— start of Extracted records —
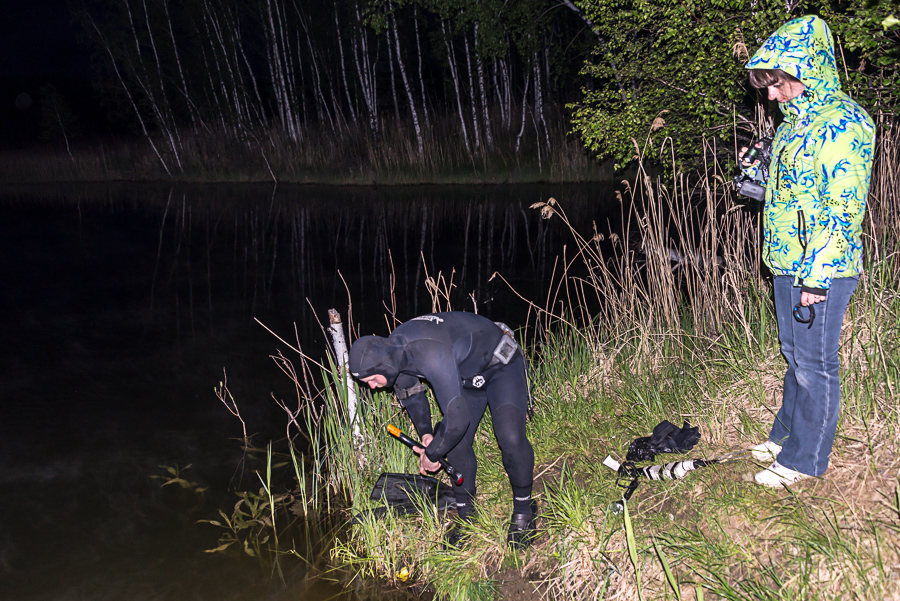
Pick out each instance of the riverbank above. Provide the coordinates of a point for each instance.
(635, 343)
(322, 158)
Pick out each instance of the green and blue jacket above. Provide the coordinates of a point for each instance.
(821, 163)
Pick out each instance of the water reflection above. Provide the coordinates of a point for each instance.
(121, 306)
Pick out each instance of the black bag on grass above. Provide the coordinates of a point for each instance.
(401, 492)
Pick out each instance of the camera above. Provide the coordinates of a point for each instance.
(755, 187)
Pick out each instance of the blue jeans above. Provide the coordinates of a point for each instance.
(807, 421)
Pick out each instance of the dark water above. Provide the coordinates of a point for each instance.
(120, 307)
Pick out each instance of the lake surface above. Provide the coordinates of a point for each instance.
(121, 306)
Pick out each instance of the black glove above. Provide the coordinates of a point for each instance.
(666, 438)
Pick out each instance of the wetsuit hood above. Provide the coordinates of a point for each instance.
(372, 355)
(803, 48)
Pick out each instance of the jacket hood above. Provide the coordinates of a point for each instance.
(803, 48)
(372, 355)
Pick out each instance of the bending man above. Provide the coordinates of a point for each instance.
(470, 363)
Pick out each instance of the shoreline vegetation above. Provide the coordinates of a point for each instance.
(625, 341)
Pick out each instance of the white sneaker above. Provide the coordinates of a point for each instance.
(777, 475)
(767, 451)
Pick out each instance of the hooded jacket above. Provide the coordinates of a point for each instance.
(821, 163)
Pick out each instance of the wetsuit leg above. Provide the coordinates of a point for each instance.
(462, 456)
(508, 399)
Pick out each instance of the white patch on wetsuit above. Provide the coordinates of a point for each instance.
(431, 318)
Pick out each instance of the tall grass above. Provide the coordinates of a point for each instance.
(667, 317)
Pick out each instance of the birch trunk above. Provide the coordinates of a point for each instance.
(454, 73)
(488, 134)
(425, 116)
(412, 103)
(476, 129)
(337, 31)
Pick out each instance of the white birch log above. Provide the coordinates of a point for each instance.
(336, 329)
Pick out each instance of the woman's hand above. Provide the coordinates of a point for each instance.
(743, 152)
(808, 298)
(426, 465)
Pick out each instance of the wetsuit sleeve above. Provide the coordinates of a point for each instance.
(416, 405)
(843, 166)
(438, 366)
(452, 429)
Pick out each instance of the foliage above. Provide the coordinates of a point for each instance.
(675, 68)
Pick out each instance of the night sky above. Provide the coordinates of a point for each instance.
(39, 44)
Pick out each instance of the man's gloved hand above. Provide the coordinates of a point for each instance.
(426, 465)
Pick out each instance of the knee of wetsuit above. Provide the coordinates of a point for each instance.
(509, 427)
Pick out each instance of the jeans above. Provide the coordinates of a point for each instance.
(807, 421)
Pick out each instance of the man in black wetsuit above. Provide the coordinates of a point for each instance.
(470, 362)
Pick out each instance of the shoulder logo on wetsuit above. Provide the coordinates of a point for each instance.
(431, 318)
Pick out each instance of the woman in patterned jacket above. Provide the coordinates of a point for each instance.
(815, 202)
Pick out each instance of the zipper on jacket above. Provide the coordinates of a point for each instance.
(802, 237)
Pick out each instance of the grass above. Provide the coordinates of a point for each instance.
(632, 343)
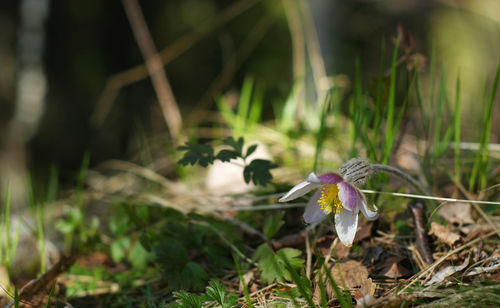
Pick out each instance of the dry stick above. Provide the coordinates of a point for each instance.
(139, 72)
(435, 264)
(234, 63)
(154, 66)
(416, 209)
(39, 284)
(476, 205)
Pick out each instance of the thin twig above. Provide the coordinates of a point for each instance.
(184, 43)
(154, 66)
(435, 264)
(232, 66)
(416, 209)
(476, 206)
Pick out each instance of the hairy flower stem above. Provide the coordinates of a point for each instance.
(403, 175)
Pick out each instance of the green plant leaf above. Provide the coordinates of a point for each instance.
(272, 224)
(119, 248)
(186, 300)
(273, 265)
(226, 155)
(258, 171)
(237, 145)
(250, 150)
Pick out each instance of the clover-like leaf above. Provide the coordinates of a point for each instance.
(203, 154)
(237, 145)
(272, 224)
(258, 171)
(250, 150)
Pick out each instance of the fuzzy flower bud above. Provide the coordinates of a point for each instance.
(356, 171)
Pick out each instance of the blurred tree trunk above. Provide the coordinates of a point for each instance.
(21, 111)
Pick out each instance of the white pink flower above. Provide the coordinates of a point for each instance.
(337, 196)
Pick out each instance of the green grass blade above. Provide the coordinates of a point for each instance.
(378, 100)
(255, 108)
(457, 124)
(41, 237)
(226, 111)
(355, 109)
(436, 140)
(487, 130)
(50, 295)
(480, 163)
(7, 228)
(301, 286)
(53, 185)
(244, 105)
(320, 135)
(242, 281)
(16, 297)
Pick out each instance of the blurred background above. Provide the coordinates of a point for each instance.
(73, 79)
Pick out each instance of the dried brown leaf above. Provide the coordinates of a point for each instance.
(459, 213)
(351, 275)
(392, 267)
(443, 234)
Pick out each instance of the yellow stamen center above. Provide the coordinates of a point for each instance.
(329, 200)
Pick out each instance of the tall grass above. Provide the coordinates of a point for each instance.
(480, 163)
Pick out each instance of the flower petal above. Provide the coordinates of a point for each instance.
(313, 212)
(299, 190)
(330, 178)
(370, 215)
(313, 178)
(346, 224)
(349, 196)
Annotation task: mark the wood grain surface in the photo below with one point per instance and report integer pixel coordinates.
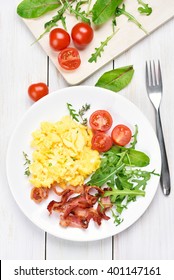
(152, 236)
(127, 33)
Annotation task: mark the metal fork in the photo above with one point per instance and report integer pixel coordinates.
(155, 89)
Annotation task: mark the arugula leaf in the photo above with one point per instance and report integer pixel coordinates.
(78, 13)
(117, 219)
(98, 51)
(145, 9)
(80, 113)
(134, 142)
(122, 11)
(103, 10)
(78, 7)
(99, 178)
(116, 79)
(36, 8)
(72, 112)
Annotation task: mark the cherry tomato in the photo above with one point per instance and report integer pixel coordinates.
(37, 91)
(82, 34)
(101, 142)
(121, 135)
(69, 59)
(59, 39)
(100, 120)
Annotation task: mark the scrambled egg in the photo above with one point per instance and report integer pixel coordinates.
(62, 154)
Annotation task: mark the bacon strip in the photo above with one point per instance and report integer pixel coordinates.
(39, 194)
(78, 211)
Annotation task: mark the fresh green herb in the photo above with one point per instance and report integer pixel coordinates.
(134, 136)
(27, 163)
(102, 11)
(79, 6)
(118, 169)
(88, 7)
(80, 115)
(63, 20)
(82, 112)
(117, 219)
(99, 50)
(122, 11)
(73, 112)
(78, 13)
(145, 8)
(36, 8)
(116, 79)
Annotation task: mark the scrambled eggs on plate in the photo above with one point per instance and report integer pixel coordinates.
(62, 154)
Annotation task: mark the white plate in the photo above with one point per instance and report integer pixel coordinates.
(52, 108)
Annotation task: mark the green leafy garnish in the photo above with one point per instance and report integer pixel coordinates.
(82, 112)
(36, 8)
(72, 112)
(104, 10)
(80, 115)
(78, 13)
(99, 50)
(27, 163)
(122, 11)
(116, 79)
(118, 170)
(134, 136)
(145, 8)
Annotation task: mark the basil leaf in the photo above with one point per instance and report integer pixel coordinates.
(103, 10)
(116, 79)
(36, 8)
(132, 158)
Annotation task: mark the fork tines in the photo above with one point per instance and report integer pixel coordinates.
(153, 75)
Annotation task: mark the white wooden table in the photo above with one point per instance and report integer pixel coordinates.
(152, 236)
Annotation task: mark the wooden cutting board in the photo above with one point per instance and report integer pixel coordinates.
(127, 35)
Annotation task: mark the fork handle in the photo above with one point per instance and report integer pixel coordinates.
(165, 174)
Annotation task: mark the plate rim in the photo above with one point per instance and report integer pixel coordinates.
(35, 105)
— end of Extracted records —
Written instruction:
Set down the material exactly, every line of it, except for the pictures.

Output of the exercise:
Pick out each instance of the riverbank above. Provide the coordinates of a point for each instance.
(635, 343)
(322, 158)
Pick out each instance of the green and blue jacket above. Provide the coordinates of a point for each instance.
(821, 163)
Pick out each instance of the water reflection above. Provide the coordinates of a point for each instance.
(121, 306)
Pick out each instance of the black bag on grass above. Provide the coordinates of a point for each instance.
(401, 492)
Pick out each instance of the camera above. Provide the coordinates of a point for each instance.
(755, 187)
Pick out each instance of the blue jeans above. Provide the coordinates of a point for each instance.
(807, 421)
Pick out each instance of the dark water above. Provide the coordinates of a point for each instance.
(120, 307)
Pick out each instance of the lake surface above. Provide the coordinates of a point for each instance.
(121, 306)
Pick out each instance of the black glove above. Provide the coordinates of a point for each instance.
(666, 438)
Pick out each instance of the wetsuit hood above. Provide the coordinates of a point for each instance.
(372, 355)
(803, 48)
Pick out each instance of the jacket hood above. Provide the coordinates of a point for each instance.
(803, 48)
(372, 355)
Pick out each instance of the bending man above. Provide the coordinates of a point for each instance.
(470, 363)
Pick out each instance of the shoreline vegetation above. Provide the coordinates of a point for each instance.
(625, 341)
Pick out each instance of the white sneaker above. Provide the coordinates of a point for each instance.
(777, 475)
(767, 451)
Pick out each instance of the hooded jacket above. Provide the coordinates of a point for each instance.
(821, 163)
Pick out each instance of the wetsuit leg above. Provide the coordinates of a point for each instance.
(462, 456)
(508, 399)
Pick out each instance of the white patch on wetsuit above. Provide the coordinates of a point for each instance.
(431, 318)
Pick out each instance of the tall grass above. Provide the coordinates of a point for each instance.
(667, 317)
Pick out each instance of the birch trunk above. Provide the coordinates of a point for each instance.
(454, 73)
(488, 134)
(425, 116)
(412, 103)
(476, 129)
(337, 31)
Pick out each instance of the white birch log above. Provide the coordinates of a point for each instance.
(336, 329)
Pick out each instance of the woman's hand above. Provide the coordinates of a point for each instance.
(743, 152)
(808, 298)
(426, 465)
Pick out each instance of the wetsuit sleeve above. Provide the coordinates of a point for each instance.
(416, 405)
(843, 166)
(438, 366)
(452, 429)
Pick out each instance of the foliage above. Provide the coordinates of a point for each instance.
(675, 68)
Pick out each instance of the night sky above. Provide the coordinates of a point for each instance.
(39, 44)
Pick out each instance of the man's gloved hand above. Provide the coordinates of a point for each instance.
(426, 465)
Pick out each instance of the knee of wetsuit above. Provide the coordinates of a point for each instance.
(509, 427)
Pick out each instance of the jeans above. Provide the coordinates of a point for each instance.
(807, 421)
Pick out each instance of the man in black wetsuit above. Provide the coordinates of a point for each instance.
(470, 362)
Pick out each instance of the shoulder logo on wetsuit above. Provide the coordinates of a point for each instance.
(431, 318)
Pick out each instance of the woman in patterned jacket above. Provide the coordinates of a point for each instance.
(815, 202)
Pick out each instance of the zipper on jacket above. Provide the coordinates of a point for each instance.
(802, 237)
Pick out each instance of the grass above. Provide the coordinates of a point for each instance.
(632, 343)
Pick out each instance of the dry stick above. Provide the coordinates of a point for each instance.
(139, 72)
(435, 264)
(234, 63)
(154, 66)
(416, 209)
(39, 284)
(476, 205)
Pick out each instance of the thin twig above. Provide the coordinates of a point for each instance.
(184, 43)
(154, 66)
(435, 264)
(232, 66)
(416, 209)
(476, 206)
Pick out each instance of the hairy flower stem above. Provide the coordinates of a point for each instance.
(403, 175)
Pick out each instance of the green plant leaf above. Provide the coordinates of a point for each instance.
(272, 224)
(119, 248)
(186, 300)
(273, 265)
(226, 155)
(258, 171)
(237, 145)
(250, 150)
Pick out each instance of the clover-like leaf above. Provide the coordinates of a point for each instance.
(203, 154)
(237, 145)
(272, 224)
(258, 171)
(250, 150)
Pick out each instance of the fuzzy flower bud above. Provide the coordinates of a point for each instance.
(356, 171)
Pick out each instance of the blurred tree trunk above. Provide the coordinates of a point for each instance.
(21, 111)
Pick out each instance of the white pink flower above. Provide the coordinates of a point for each instance.
(337, 196)
Pick out each instance of the green grass blade above. Provide the coordinates of a point for each instance.
(378, 100)
(255, 108)
(457, 124)
(41, 237)
(226, 111)
(355, 109)
(436, 140)
(487, 130)
(50, 295)
(480, 163)
(7, 228)
(301, 286)
(53, 185)
(244, 105)
(320, 135)
(242, 281)
(16, 297)
Pick out each instance of the blurred background above. Provide the coordinates of a point for each instance.
(73, 79)
Pick out each instance of the dried brown leaf above. Provide the coordinates of a point for each instance.
(459, 213)
(351, 275)
(392, 267)
(443, 234)
Pick out each instance of the yellow stamen center above. Provide the coordinates of a point for each instance.
(329, 200)
Pick out each instance of the tall grass above. Provide the coordinates of a point for each instance.
(480, 163)
Pick out each instance of the flower petal above. Provide the coordinates of a point for each instance.
(313, 212)
(299, 190)
(330, 178)
(370, 215)
(313, 178)
(346, 224)
(349, 196)
Annotation task: mark the wood grain surface in the photo below with one point per instance and report integer pixel coordinates.
(152, 236)
(127, 33)
Annotation task: mark the metal fork in the photo above with one point per instance and report integer pixel coordinates.
(155, 89)
Annotation task: mark the arugula leaf in the photo above with one point per instance and report integer pixel coordinates.
(78, 13)
(117, 219)
(98, 51)
(145, 9)
(80, 113)
(134, 142)
(122, 11)
(103, 10)
(78, 7)
(99, 178)
(116, 79)
(36, 8)
(72, 112)
Annotation task: mark the cherry tomato in the photo above with one point per instance and report integer pixel coordinates.
(37, 91)
(82, 34)
(101, 142)
(121, 135)
(69, 59)
(59, 39)
(100, 120)
Annotation task: mark the scrambled egg in the photo above with one point per instance and report integer pixel coordinates.
(62, 154)
Annotation task: mark the bacon strip in the photo above with one point per instance and report integer pixel coordinates.
(39, 194)
(78, 211)
Annotation task: mark the fresh green herb in the photo above with one point per instance and report integer pixel coordinates.
(134, 136)
(27, 163)
(102, 11)
(79, 6)
(118, 169)
(88, 7)
(80, 115)
(63, 20)
(82, 112)
(117, 219)
(99, 50)
(122, 11)
(73, 112)
(78, 13)
(145, 8)
(36, 8)
(116, 79)
Annotation task: mark the scrambled eggs on plate in the photo above with one point per instance and report integer pixel coordinates.
(62, 154)
Annotation task: mark the white plate in the photo above with one point per instance and report integer pixel coordinates.
(52, 108)
Annotation task: mark the green leafy garnish in the photo above with one point per instance and report integer pixel coordinates.
(82, 112)
(36, 8)
(72, 112)
(104, 10)
(80, 115)
(78, 13)
(99, 50)
(27, 163)
(122, 11)
(116, 79)
(118, 170)
(134, 136)
(145, 8)
Annotation task: mark the basil leaf in the photo above with one point per instance and report integer pixel coordinates.
(103, 10)
(116, 79)
(36, 8)
(132, 158)
Annotation task: mark the fork tines in the photo above with one point per instance and report integer pixel coordinates.
(153, 75)
Annotation task: mark the white wooden table in the photo above with one point per instance and report integer pixel coordinates.
(152, 236)
Annotation task: mark the wooden cutting board in the photo above with one point per instance and report integer pixel coordinates.
(127, 35)
Annotation task: mark the fork handle in the photo above with one point per instance and report integer pixel coordinates.
(165, 174)
Annotation task: mark the plate rim in the photo above with one point per instance and report integer pixel coordinates.
(35, 105)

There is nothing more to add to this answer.